§ STORED RECORDS
.....
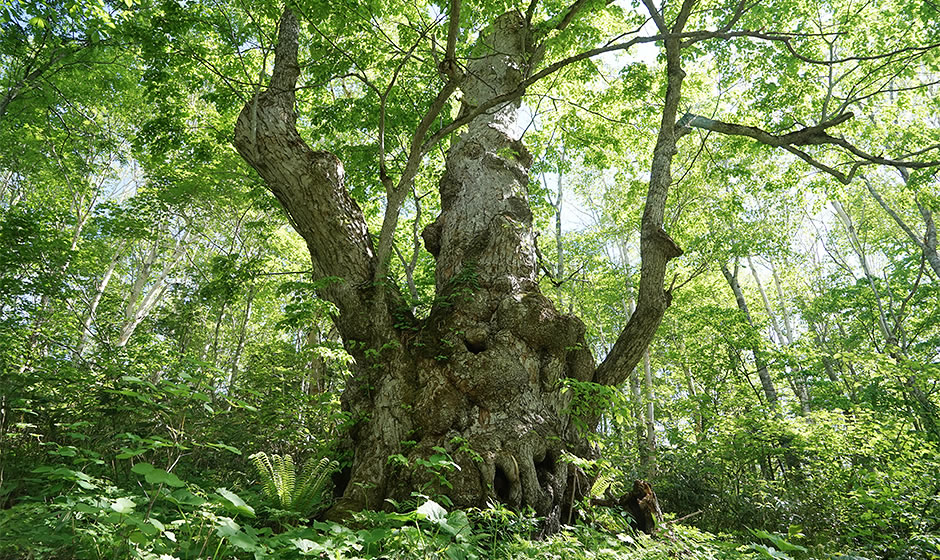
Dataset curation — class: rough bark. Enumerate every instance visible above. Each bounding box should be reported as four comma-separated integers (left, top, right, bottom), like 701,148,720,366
235,5,687,530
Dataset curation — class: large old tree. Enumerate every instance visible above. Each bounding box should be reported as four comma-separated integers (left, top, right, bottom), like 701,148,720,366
235,0,931,523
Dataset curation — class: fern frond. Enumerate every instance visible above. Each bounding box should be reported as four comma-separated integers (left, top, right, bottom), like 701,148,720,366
294,457,339,513
590,470,620,498
248,451,339,514
248,451,278,500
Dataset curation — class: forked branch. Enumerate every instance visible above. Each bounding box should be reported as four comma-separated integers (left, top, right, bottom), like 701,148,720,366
676,113,940,185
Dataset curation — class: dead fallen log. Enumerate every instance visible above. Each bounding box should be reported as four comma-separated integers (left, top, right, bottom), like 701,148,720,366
591,480,663,535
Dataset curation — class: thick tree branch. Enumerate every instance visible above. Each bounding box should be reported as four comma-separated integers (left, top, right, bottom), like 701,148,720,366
234,9,383,338
374,0,463,282
594,0,695,385
677,113,940,184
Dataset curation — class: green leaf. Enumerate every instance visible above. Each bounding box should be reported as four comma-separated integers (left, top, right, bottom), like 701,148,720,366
215,488,255,517
111,498,136,514
131,463,186,488
216,517,258,552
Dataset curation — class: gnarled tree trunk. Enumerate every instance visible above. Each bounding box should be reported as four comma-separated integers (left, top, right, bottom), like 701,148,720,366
235,5,681,528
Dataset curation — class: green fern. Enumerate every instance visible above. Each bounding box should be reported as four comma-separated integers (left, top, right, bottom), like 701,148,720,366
590,469,620,498
249,451,339,515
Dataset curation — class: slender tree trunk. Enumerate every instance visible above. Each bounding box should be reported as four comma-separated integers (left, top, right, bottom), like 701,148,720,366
862,175,940,278
116,233,188,348
770,262,812,418
75,242,124,359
.....
§ REQUIRED TASK
Format the rows above as a two-column CSV with the header instruction,boxes and one line for each instruction. Put its text and its answer each in a single quoted field, replace line breaks with spaces, and leave out the pictures.

§ CORRECT RESULT
instruction,boxes
"Dataset curation — class: rough bark. Enumerate every instance visible above. Each bounding box should be reported as four comma-separated integers (left, top, right, bottom), like 701,148,720,366","235,5,687,530"
"Dataset curation — class: large old tree. Enumerate every instance visible above. Each bounding box should be reported as four comma-separated integers (left, top, right, bottom), like 701,148,720,366","235,0,931,523"
"Dataset curation — class: fern frond. Enumerate every instance visible above. Each bounding box should be reported as four comma-separated integers (left, top, right, bottom), like 701,148,720,366","294,457,339,513 590,470,620,498 248,451,339,514 248,451,278,500"
"Dataset curation — class: forked branch. Enumerate every instance visible above. Each bounding box should be reported as four comma-separated integers (left, top, right, bottom), like 701,148,720,366","676,113,940,185"
"Dataset curation — class: dead fallen log. Enumerate every instance visible above. Each bounding box should be reported as four comma-separated integers (left, top, right, bottom), like 701,148,720,366","591,480,663,535"
"Dataset curation — class: thick tree branch. Enumerate every instance visible above. Each bounding box should be reported as four comma-separated integers (left, top, right, bottom), like 701,148,720,366","234,9,383,338 374,0,463,282 594,0,695,385 677,113,940,184"
"Dataset curation — class: green leaf. Enumerate every instance visible above. Each bounding box should be reported as four comma-separated integers (left, top, right, bottom), like 701,148,720,366","215,488,255,517 111,498,136,514 131,463,186,488 216,517,258,552"
"Dataset curation — class: gnarled tree trunk. Enumerate every instance visible above. Each bounding box should be reported as four comma-separated integers (left, top, right, bottom), like 701,148,720,366","235,5,681,528"
"Dataset curation — class: green fern. Enumerate every instance visible above. Each bounding box should be reported as four comma-separated integers (left, top, right, bottom), like 701,148,720,366","590,469,620,498 249,451,339,515"
"Dataset curation — class: slender tree trunk. Enumerate every instance visible above. Each bounding box should be reported as four comma-separated integers (left, top, right, bottom), like 701,148,720,366","862,175,940,278 116,233,188,348 770,262,812,418 75,242,124,359"